● What the task asks: Work through the data and say how many lines contain "instance". The number alone is the answer.

● Source records:
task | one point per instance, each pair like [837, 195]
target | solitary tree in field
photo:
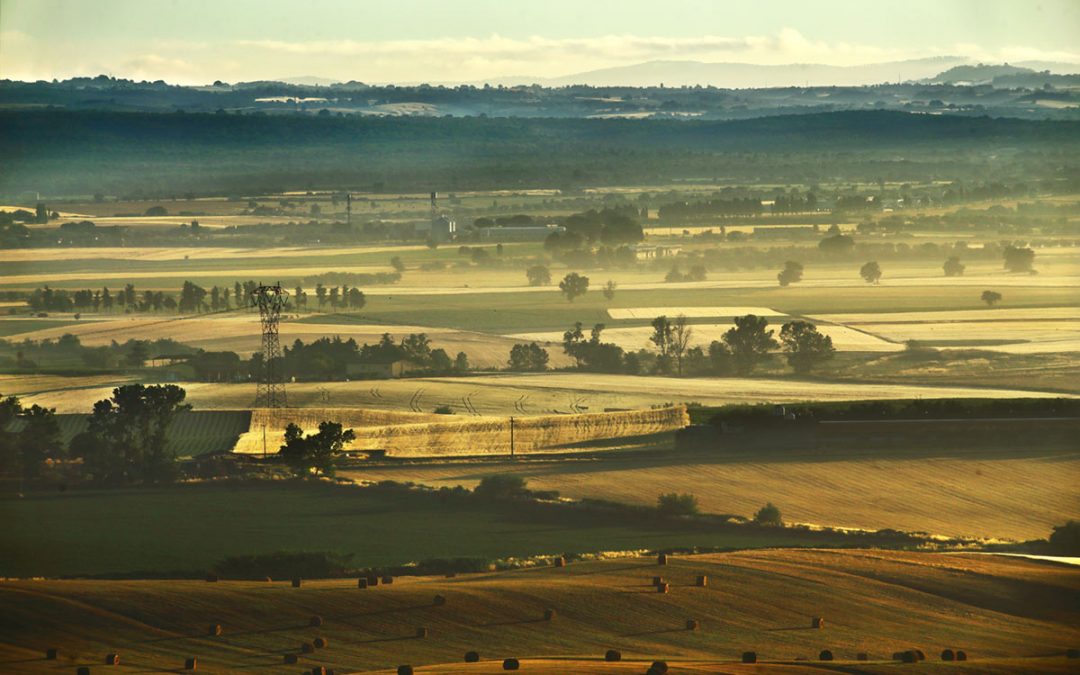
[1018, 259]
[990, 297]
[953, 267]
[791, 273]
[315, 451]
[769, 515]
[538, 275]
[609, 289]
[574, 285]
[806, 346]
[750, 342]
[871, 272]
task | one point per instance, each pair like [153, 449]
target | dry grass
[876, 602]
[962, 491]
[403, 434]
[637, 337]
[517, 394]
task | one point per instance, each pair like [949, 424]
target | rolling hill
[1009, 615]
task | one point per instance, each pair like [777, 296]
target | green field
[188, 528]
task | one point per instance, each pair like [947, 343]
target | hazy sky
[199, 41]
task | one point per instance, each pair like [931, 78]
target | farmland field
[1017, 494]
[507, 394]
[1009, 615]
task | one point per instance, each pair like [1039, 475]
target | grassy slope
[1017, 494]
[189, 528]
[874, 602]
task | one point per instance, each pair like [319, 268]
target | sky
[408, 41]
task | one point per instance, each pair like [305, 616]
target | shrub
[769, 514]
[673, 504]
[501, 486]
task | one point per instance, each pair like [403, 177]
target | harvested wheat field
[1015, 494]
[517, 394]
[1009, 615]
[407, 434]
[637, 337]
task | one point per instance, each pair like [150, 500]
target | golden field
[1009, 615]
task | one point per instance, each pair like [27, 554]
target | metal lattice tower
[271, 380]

● Result for this exercise: 12